[EXTRACT TO READ]
6. Dead Men’s Trousers
The "final" chapter. The four of them are in their fifties. They’re facing mortality. It’s dark, absurd, and features a subplot about organ harvesting that only Irvine Welsh could make funny. One of the main four doesn't make it to the end. I won’t spoil who, but it hits hard.
Why the Scots Dialect Isn't Just a Gimmick
You’ll hear people complain that the Irvine Welsh Trainspotting books are "unreadable" because of the phonetic Scots.
"Ah'm no feelin choice, Ken?"
It looks like a mess on the page. But there’s a reason Welsh writes like that. He’s reclaiming a voice that was systematically erased from "serious" literature. In the 80s and 90s, if you were from a scheme in Edinburgh, your voice didn't belong in a Booker Prize-nominated novel. Welsh changed that.

Stored items
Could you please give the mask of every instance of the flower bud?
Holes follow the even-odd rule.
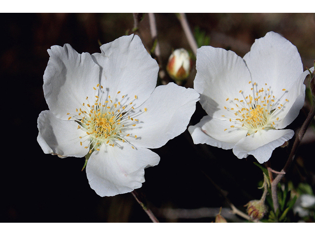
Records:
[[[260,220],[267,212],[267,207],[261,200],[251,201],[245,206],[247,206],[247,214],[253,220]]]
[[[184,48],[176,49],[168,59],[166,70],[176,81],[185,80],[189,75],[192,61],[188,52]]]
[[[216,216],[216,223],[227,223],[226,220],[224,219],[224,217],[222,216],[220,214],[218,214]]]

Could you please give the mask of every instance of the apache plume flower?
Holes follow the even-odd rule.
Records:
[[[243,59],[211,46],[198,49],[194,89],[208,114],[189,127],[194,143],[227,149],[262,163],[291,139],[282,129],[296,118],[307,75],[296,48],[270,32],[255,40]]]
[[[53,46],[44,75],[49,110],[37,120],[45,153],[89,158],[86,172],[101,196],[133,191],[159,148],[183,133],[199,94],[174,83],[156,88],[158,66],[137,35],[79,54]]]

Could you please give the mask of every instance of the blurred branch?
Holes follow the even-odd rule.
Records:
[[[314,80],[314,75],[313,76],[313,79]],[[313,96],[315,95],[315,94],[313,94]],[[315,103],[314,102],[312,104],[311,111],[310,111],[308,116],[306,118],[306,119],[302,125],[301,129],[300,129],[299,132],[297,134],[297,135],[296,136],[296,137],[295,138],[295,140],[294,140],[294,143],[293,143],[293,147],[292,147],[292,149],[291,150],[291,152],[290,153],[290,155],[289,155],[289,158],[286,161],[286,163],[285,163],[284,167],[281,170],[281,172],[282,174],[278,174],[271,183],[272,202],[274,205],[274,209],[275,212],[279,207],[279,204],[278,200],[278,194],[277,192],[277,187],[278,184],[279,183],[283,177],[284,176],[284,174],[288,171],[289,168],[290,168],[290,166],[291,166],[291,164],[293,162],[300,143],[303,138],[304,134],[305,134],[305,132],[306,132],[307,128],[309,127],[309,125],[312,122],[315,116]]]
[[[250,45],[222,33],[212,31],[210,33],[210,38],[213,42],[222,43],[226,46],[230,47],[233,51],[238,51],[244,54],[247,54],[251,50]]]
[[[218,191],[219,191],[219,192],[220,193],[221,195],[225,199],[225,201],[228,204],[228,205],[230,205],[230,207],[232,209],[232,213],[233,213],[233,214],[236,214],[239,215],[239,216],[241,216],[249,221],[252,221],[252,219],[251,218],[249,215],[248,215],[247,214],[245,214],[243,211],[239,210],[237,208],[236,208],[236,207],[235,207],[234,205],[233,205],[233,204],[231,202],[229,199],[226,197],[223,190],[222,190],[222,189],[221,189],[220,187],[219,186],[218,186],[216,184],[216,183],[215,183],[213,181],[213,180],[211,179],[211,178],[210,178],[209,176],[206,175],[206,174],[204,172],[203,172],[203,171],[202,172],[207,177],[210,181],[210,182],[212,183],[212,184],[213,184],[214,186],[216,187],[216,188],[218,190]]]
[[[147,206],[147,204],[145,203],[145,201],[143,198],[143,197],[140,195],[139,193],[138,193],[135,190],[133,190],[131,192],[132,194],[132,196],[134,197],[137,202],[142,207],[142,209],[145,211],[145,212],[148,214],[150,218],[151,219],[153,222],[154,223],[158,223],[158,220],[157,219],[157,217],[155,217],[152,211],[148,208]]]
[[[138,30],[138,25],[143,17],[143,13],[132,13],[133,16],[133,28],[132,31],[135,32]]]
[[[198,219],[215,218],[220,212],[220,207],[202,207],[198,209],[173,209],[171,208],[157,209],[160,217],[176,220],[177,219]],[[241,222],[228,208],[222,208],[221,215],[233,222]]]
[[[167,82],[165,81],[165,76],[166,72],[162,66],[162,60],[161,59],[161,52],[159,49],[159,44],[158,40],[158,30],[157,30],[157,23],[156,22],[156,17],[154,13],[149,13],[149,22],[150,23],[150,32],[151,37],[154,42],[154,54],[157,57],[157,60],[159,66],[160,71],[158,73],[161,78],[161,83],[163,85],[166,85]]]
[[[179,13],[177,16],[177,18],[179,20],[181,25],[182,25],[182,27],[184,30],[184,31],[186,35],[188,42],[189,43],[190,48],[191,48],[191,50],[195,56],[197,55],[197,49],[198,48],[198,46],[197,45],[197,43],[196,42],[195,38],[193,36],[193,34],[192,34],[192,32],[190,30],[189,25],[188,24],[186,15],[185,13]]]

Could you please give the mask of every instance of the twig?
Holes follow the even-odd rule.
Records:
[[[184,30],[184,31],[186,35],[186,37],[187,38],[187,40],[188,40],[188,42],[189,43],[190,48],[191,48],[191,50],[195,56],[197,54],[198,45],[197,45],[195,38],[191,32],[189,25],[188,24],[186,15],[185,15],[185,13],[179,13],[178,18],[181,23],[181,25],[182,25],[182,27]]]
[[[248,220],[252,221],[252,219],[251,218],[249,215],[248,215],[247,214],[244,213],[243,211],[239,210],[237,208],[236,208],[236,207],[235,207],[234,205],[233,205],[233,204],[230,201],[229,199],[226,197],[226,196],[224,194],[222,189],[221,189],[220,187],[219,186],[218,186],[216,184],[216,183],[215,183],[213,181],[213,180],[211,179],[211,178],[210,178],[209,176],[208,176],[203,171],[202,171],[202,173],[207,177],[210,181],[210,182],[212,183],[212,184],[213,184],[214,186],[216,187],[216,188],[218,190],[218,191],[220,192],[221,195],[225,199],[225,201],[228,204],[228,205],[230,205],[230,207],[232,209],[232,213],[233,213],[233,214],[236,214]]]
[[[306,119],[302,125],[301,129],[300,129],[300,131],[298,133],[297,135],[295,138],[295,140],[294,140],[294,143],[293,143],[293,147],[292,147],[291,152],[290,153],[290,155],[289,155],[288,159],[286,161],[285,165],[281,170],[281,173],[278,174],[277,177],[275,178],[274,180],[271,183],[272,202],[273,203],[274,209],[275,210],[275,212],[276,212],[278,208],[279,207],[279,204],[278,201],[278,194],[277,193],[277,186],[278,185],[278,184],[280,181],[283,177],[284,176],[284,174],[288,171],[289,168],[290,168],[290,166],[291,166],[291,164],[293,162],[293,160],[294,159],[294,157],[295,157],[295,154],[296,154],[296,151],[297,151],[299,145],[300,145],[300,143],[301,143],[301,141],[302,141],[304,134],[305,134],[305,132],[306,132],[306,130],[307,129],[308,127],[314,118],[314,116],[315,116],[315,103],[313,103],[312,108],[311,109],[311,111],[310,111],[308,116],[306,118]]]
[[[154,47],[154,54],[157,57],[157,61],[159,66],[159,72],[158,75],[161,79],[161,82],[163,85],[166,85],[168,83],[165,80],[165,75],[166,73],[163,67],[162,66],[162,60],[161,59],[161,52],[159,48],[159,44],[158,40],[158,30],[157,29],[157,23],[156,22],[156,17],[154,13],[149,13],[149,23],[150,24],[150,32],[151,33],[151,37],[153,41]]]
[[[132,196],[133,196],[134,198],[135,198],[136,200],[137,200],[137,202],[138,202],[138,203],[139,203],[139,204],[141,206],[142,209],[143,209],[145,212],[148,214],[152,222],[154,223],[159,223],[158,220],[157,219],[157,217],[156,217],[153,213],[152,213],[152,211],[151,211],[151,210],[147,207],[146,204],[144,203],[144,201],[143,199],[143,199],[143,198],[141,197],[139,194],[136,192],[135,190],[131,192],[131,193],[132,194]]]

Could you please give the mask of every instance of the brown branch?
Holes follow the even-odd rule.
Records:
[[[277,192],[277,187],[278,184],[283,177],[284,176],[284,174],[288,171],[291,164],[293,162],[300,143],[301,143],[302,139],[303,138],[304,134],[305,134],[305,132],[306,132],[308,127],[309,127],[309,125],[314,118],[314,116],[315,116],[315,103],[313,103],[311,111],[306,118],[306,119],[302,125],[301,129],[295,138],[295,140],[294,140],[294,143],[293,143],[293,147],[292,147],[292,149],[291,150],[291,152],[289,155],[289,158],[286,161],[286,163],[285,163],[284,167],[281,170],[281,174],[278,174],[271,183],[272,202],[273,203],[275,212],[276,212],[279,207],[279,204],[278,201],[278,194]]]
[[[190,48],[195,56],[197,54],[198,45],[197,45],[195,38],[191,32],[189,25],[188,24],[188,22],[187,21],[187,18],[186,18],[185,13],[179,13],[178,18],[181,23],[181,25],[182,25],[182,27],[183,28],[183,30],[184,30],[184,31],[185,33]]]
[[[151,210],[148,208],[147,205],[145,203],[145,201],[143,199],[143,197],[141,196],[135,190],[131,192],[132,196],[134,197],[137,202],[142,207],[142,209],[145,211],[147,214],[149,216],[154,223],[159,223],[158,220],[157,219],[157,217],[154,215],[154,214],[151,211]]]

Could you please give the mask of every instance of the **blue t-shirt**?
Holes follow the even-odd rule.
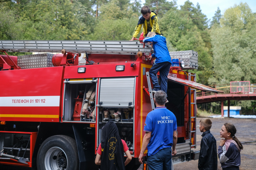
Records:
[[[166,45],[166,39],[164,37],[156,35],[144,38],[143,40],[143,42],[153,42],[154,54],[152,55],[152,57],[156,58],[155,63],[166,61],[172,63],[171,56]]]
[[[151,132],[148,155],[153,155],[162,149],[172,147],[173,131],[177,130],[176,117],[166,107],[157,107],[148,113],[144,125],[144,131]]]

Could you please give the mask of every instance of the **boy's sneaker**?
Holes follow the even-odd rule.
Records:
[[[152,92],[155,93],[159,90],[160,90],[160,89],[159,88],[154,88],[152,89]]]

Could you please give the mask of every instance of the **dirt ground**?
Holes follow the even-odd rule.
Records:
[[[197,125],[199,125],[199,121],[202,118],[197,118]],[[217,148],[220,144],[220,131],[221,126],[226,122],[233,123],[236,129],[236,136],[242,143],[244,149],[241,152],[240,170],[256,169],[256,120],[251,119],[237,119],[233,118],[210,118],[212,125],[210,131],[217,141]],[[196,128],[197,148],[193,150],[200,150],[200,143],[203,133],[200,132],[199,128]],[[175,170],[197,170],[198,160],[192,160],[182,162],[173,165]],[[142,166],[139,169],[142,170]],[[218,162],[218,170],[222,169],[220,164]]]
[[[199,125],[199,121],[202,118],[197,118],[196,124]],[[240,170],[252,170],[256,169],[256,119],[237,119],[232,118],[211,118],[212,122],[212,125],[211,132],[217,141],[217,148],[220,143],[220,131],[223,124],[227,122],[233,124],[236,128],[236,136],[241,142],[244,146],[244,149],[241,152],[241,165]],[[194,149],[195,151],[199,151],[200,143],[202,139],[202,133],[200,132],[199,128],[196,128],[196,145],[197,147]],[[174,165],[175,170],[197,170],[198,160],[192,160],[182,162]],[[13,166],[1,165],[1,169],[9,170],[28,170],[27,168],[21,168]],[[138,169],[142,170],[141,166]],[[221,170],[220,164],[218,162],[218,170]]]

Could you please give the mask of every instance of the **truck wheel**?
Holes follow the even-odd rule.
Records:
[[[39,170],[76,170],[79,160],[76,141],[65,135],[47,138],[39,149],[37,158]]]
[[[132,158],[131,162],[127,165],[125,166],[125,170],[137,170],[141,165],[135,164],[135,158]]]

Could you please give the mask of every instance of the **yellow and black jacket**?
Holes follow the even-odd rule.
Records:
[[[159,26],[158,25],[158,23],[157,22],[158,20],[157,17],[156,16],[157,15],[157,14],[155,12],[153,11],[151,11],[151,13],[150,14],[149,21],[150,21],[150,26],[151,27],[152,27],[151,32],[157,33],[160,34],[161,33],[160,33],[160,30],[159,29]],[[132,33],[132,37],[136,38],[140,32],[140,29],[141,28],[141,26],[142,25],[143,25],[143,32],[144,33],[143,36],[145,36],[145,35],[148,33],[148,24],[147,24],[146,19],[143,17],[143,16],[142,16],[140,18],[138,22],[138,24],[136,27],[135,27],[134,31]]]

[PARTS OF THE EXERCISE]
**a.** Transcribe the stretch of the Irvine Welsh excerpt from "Why the Scots" through "Welsh changed that.".
**b.** Answer these questions using the Irvine Welsh excerpt:
(i) In Dead Men's Trousers, how old are the four main characters?
(ii) What is the subplot in that chapter about?
(iii) Which city is named as the location of a scheme?
The listing was drawn from a separate source.

[ANSWERS FOR THIS EXERCISE]
**a.**
Why the Scots Dialect Isn't Just a Gimmick
You’ll hear people complain that the Irvine Welsh Trainspotting books are "unreadable" because of the phonetic Scots.
"Ah'm no feelin choice, Ken?"
It looks like a mess on the page. But there’s a reason Welsh writes like that. He’s reclaiming a voice that was systematically erased from "serious" literature. In the 80s and 90s, if you were from a scheme in Edinburgh, your voice didn't belong in a Booker Prize-nominated novel. Welsh changed that.

**b.**
(i) They are in their fifties.
(ii) Organ harvesting.
(iii) Edinburgh.